-- Start of Supplied text --

3 Algorithm for the Mutual Visibility Problem

Consider an initial configuration \(\mathcal R(t_0)\) of robots. If \(\mathcal R(t_0)\) contains no non-terminal robot, then \(\mathcal R(t_0) \in \widetilde{C}_{GP}\) i.e., all the robots in the system are visible to each other. On the contrary, if \(\mathcal R(t_0)\) contains at least one non-terminal robot, then there are at least two robots which are not visible to each other. In this scenario, to achieve complete visibility, robots need to coordinate their movements. In this process one has to decide two main things; (i) which are the robots to move: terminals or non-terminals? (ii) what should be their destination point to move? First, we try to give an intuitive idea to resolve these issues and then we describe our algorithm in details.

3.1 Eligible Robots for Movements

Non-terminal robots block the vision of the other robots. In our approach, we choose non-terminal robots for movements. Since one of our main objectives is to maintain the convex hull of the initial robot positions and the robots lying at the vertices of the convex hull are terminal robots, we do not move terminal robots. A robot can easily determine whether it is a terminal robot or non-terminal robot.

3.2 Different Types of Movements

A robot uses its 1 bit of internal memory to remember the information about its last movement. It uses 0 and 1 in its persistent memory for this purpose. Initially all robots have 0 in their respective persistent memory. If the internal bit is 0, a robot moves not along any line of collinearity and this move is called a type-0 move. If internal bit is 1, a robot moves along a line of collinearity and this move is called a type-1 move.

3.3 States of a Robot

A robot uses its persistent 1 bit memory to remember information about its last movement. Initially all robots have 0 in their persistent memory.

  • If a robot is terminal and its internal bit is 0, it is a terminal robot since the initial configuration.

  • If a robot is terminal and its internal bit is 1, it was a non-terminal robot in the initial configuration and has become terminal during the execution of the algorithm.

  • If a robot is non-terminal and its internal bit is 0, it is a non-terminal robot since the initial configuration and either it has made no move or has made a type-1 move.

  • If a robot is non-terminal and its internal bit is 1, it is a non-terminal robot since the initial configuration and it has made a type-0 move.

-- End of Supplied text --

Request a
Show each line of the listing that contains the string "outline", matching case exactly.

-- Start of Data in this exercise --

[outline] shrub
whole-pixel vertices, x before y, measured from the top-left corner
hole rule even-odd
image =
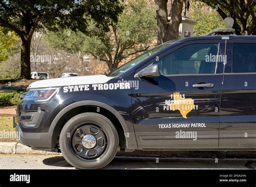
[[[18,87],[2,87],[2,90],[16,90],[18,92],[22,91],[24,92],[26,91],[26,88]]]
[[[14,91],[12,92],[0,93],[0,106],[6,106],[18,104],[21,100],[19,96],[22,92]]]
[[[19,98],[21,94],[16,92],[15,92],[13,97],[10,99],[10,103],[12,105],[16,105],[19,103],[21,102],[21,99]]]

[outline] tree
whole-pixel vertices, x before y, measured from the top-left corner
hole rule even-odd
[[[84,68],[82,48],[83,41],[85,40],[84,34],[81,32],[65,30],[57,32],[48,32],[45,39],[51,47],[76,55],[80,67]]]
[[[82,51],[105,62],[112,71],[123,60],[148,49],[157,33],[154,11],[144,1],[130,2],[110,32],[97,28],[93,21],[89,30]]]
[[[199,0],[215,9],[223,19],[234,19],[233,28],[238,35],[256,34],[255,0]]]
[[[105,62],[112,71],[122,60],[149,48],[157,33],[154,17],[154,10],[144,1],[130,2],[118,17],[118,21],[111,20],[106,30],[88,18],[86,35],[71,32],[68,36],[65,30],[48,34],[47,41],[51,46],[72,53],[90,54]]]
[[[205,35],[214,28],[225,28],[224,22],[218,12],[202,2],[191,1],[187,15],[197,21],[194,26],[194,36]]]
[[[155,3],[158,28],[157,42],[159,45],[178,38],[183,1],[173,0],[172,3],[168,3],[168,0],[155,0]],[[170,4],[170,12],[167,11],[167,3],[171,3]],[[171,17],[170,20],[168,19],[169,16]]]
[[[19,38],[14,32],[0,27],[0,61],[6,60],[17,52]]]
[[[122,10],[118,1],[1,1],[0,26],[9,28],[21,38],[21,77],[29,79],[30,46],[35,31],[70,27],[85,32],[85,17],[88,16],[107,30],[110,18],[116,21]]]

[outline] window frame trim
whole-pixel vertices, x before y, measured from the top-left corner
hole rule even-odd
[[[183,47],[184,47],[185,46],[188,46],[189,45],[192,45],[192,44],[218,44],[218,54],[219,54],[219,53],[220,52],[220,49],[221,47],[221,44],[225,44],[226,41],[226,40],[220,40],[220,39],[202,39],[202,40],[190,40],[187,41],[186,42],[185,42],[184,43],[180,43],[179,45],[173,47],[173,48],[171,48],[167,50],[167,51],[164,52],[164,53],[160,54],[158,56],[159,59],[160,59],[164,56],[169,55],[169,54],[172,53],[173,52],[178,50],[179,48],[181,48]],[[150,60],[147,62],[146,62],[144,63],[143,66],[140,66],[140,67],[138,68],[137,69],[136,69],[136,70],[134,71],[134,76],[136,75],[138,72],[140,71],[141,70],[144,69],[146,67],[149,66],[149,65],[151,65],[156,62],[156,59],[152,59],[151,60]],[[223,64],[223,63],[222,63]],[[218,67],[217,67],[218,68]],[[221,69],[224,68],[224,66],[223,64],[223,67]],[[217,69],[216,69],[216,70]],[[166,77],[169,77],[169,76],[200,76],[200,75],[223,75],[223,73],[215,73],[215,74],[173,74],[173,75],[161,75],[161,76],[166,76]]]

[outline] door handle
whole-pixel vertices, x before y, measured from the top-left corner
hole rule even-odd
[[[203,84],[193,84],[193,88],[213,88],[214,87],[214,84],[212,83],[203,83]]]

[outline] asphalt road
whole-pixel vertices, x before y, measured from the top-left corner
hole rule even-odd
[[[131,157],[119,156],[105,167],[109,169],[254,169],[256,159]],[[75,169],[62,156],[0,155],[0,169]]]

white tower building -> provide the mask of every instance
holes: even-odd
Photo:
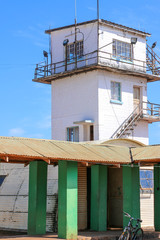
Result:
[[[147,83],[160,80],[150,34],[102,19],[46,33],[51,64],[37,65],[33,81],[51,84],[52,138],[148,144],[148,124],[160,121],[160,105],[147,99]],[[153,169],[140,175],[142,226],[153,226]]]
[[[105,20],[46,33],[51,35],[51,63],[47,64],[48,54],[44,51],[46,62],[37,64],[33,81],[51,84],[52,138],[102,142],[125,138],[128,145],[129,138],[148,144],[148,124],[160,121],[160,105],[147,99],[147,83],[160,80],[160,59],[146,43],[150,34]],[[134,144],[140,145],[136,141]],[[52,232],[56,231],[57,221],[58,168],[49,166],[48,170],[47,231]],[[113,227],[113,222],[114,227],[121,227],[123,190],[122,182],[116,179],[122,179],[117,177],[122,171],[108,170],[109,184],[115,183],[114,189],[110,186],[108,206],[116,218],[115,221],[109,217],[109,227]],[[1,174],[1,183],[4,180],[0,185],[1,228],[26,230],[28,168],[1,164]],[[89,225],[88,183],[84,184],[89,182],[89,174],[89,167],[78,167],[80,230]],[[154,226],[153,170],[141,168],[140,175],[142,226]],[[112,205],[115,199],[117,208]]]

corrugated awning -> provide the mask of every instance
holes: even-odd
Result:
[[[128,147],[17,137],[0,137],[0,160],[10,163],[44,160],[51,164],[58,160],[101,164],[131,163]]]
[[[160,162],[160,145],[136,147],[131,149],[135,163],[158,163]]]

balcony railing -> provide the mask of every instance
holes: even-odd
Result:
[[[65,73],[76,69],[90,67],[93,65],[107,66],[122,70],[145,73],[147,71],[146,61],[137,59],[128,60],[126,57],[116,57],[104,51],[94,51],[71,60],[64,60],[52,64],[41,62],[36,65],[34,79]]]

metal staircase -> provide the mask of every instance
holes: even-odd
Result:
[[[154,75],[160,75],[160,57],[148,44],[146,45],[146,65],[148,72]]]
[[[148,121],[148,123],[160,122],[160,105],[149,101],[140,102],[129,117],[113,133],[111,139],[133,136],[134,128],[140,119]]]
[[[111,139],[114,138],[124,138],[133,134],[134,127],[136,127],[136,122],[140,119],[142,115],[141,104],[137,105],[134,111],[129,115],[127,119],[119,126],[119,128],[113,133]]]

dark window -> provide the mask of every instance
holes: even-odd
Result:
[[[94,127],[93,125],[90,126],[90,141],[94,140]]]
[[[77,42],[77,59],[83,56],[83,41]],[[67,45],[67,59],[74,60],[75,58],[75,43],[71,43]]]
[[[67,141],[79,142],[79,127],[67,128]]]
[[[130,43],[113,40],[113,57],[132,61],[132,45]]]
[[[120,82],[111,82],[111,99],[121,101],[121,84],[120,84]]]
[[[0,186],[2,185],[6,175],[0,175]]]

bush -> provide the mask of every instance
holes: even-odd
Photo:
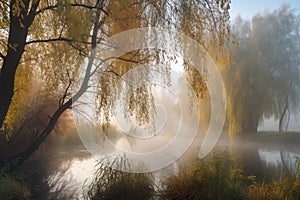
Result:
[[[248,198],[253,200],[299,200],[300,178],[286,176],[282,181],[254,183],[249,187]]]
[[[163,199],[244,199],[253,177],[245,177],[228,151],[214,152],[211,157],[180,171],[163,182]]]

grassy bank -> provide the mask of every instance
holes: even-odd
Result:
[[[229,151],[216,151],[165,179],[159,187],[150,174],[131,174],[101,166],[86,199],[300,199],[300,177],[258,182],[246,176]]]

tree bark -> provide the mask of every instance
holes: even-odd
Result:
[[[24,7],[18,5],[16,0],[10,2],[10,25],[7,44],[7,53],[4,56],[0,73],[0,128],[7,115],[12,97],[14,95],[15,74],[25,50],[28,29],[31,26],[39,0],[32,3],[29,11],[29,0],[22,0]],[[14,11],[18,6],[20,12]],[[29,11],[29,13],[28,13]]]

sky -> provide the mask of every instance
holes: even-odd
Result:
[[[289,4],[295,9],[295,14],[300,15],[300,0],[231,0],[230,5],[230,21],[240,14],[243,19],[251,20],[258,12],[272,12],[279,8],[283,3]],[[289,130],[300,130],[299,125],[300,114],[291,116]],[[277,130],[278,121],[274,119],[266,119],[259,127],[259,130]]]
[[[239,14],[243,19],[251,20],[258,12],[271,12],[283,3],[289,4],[296,14],[300,14],[300,0],[231,0],[230,21],[234,21]]]

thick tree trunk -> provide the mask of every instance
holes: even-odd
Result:
[[[101,1],[98,1],[96,6],[97,8],[101,8],[102,7]],[[97,35],[100,28],[99,26],[100,15],[101,15],[101,10],[98,9],[96,12],[94,28],[93,28],[92,49],[94,49],[97,44]],[[69,109],[73,105],[73,103],[77,101],[87,90],[88,83],[91,78],[91,70],[94,62],[94,57],[95,57],[95,52],[92,51],[91,55],[89,56],[89,61],[87,64],[87,68],[85,70],[85,77],[80,86],[80,89],[74,94],[72,98],[68,99],[65,103],[62,102],[62,104],[58,107],[58,109],[50,118],[48,125],[45,127],[42,133],[37,137],[37,139],[30,146],[28,146],[25,149],[25,151],[23,151],[21,154],[13,158],[0,161],[0,166],[9,165],[10,169],[14,170],[18,166],[20,166],[24,161],[26,161],[40,147],[40,145],[44,142],[44,140],[49,136],[51,131],[54,129],[55,124],[57,123],[59,117],[63,114],[63,112]],[[68,90],[65,91],[65,95],[67,93]]]

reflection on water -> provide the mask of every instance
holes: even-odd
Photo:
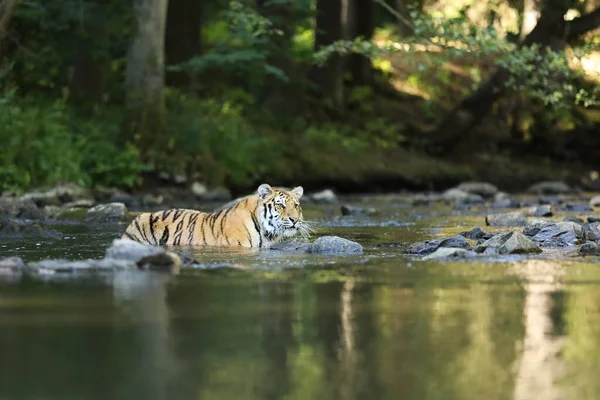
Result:
[[[321,231],[362,256],[188,250],[199,268],[177,276],[0,279],[0,400],[600,397],[598,264],[375,247],[478,221],[413,212]],[[99,257],[118,235],[73,229],[87,243],[19,254]]]

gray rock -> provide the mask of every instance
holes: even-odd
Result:
[[[573,189],[562,181],[547,181],[531,185],[527,191],[534,194],[565,194],[572,193]]]
[[[88,210],[85,215],[89,222],[121,222],[125,220],[127,207],[123,203],[99,204]]]
[[[440,247],[433,253],[423,257],[423,261],[427,260],[441,260],[448,258],[471,258],[477,256],[477,253],[471,250],[465,250],[456,247]]]
[[[540,246],[568,247],[581,244],[587,240],[586,231],[575,222],[550,222],[531,238]]]
[[[487,226],[525,226],[527,217],[522,212],[509,212],[501,214],[490,214],[485,217]]]
[[[47,239],[62,239],[62,233],[38,224],[14,219],[0,219],[0,237],[37,236]]]
[[[293,238],[284,240],[271,246],[271,250],[278,251],[300,251],[310,253],[312,244],[304,238]]]
[[[463,182],[456,188],[463,192],[478,194],[486,198],[491,198],[498,193],[498,188],[487,182]]]
[[[600,207],[600,196],[594,196],[590,199],[590,207]]]
[[[467,239],[463,236],[456,235],[439,239],[426,240],[410,245],[407,249],[407,254],[425,255],[436,251],[440,247],[457,247],[461,249],[469,249],[471,246]]]
[[[338,236],[321,236],[310,247],[317,254],[361,254],[363,247],[356,242]]]
[[[42,260],[28,264],[26,271],[40,275],[54,275],[75,274],[81,272],[112,272],[132,268],[136,268],[136,264],[129,260]]]
[[[130,239],[115,239],[112,246],[106,249],[104,258],[137,262],[144,257],[164,253],[165,251],[162,247],[149,246]]]
[[[480,227],[473,228],[470,231],[461,232],[459,235],[471,240],[489,239],[492,237],[491,233],[484,231]]]
[[[577,254],[580,256],[600,256],[600,247],[596,243],[587,242],[579,247]]]
[[[367,216],[377,214],[377,210],[370,207],[356,207],[349,204],[344,204],[341,207],[342,215],[348,216]]]
[[[18,271],[25,266],[21,257],[0,258],[0,271]]]
[[[550,204],[543,204],[530,207],[525,210],[525,215],[528,217],[551,217],[553,215],[552,206]]]
[[[477,204],[483,203],[483,197],[478,194],[471,194],[457,188],[446,190],[442,193],[442,199],[447,202],[459,204]]]
[[[475,246],[473,251],[483,254],[531,254],[541,253],[542,249],[520,232],[506,232]]]
[[[318,204],[335,204],[338,198],[331,189],[325,189],[308,196],[312,201]]]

-- End of Data in this exercise --

Request b
In the mutual visibility algorithm text, what is a robot's move along a line of collinearity called?

Worked answer a
[outline] shrub
[outline] tree
[outline] window frame trim
[outline] door handle
[outline] asphalt road

Worked answer b
A type-1 move.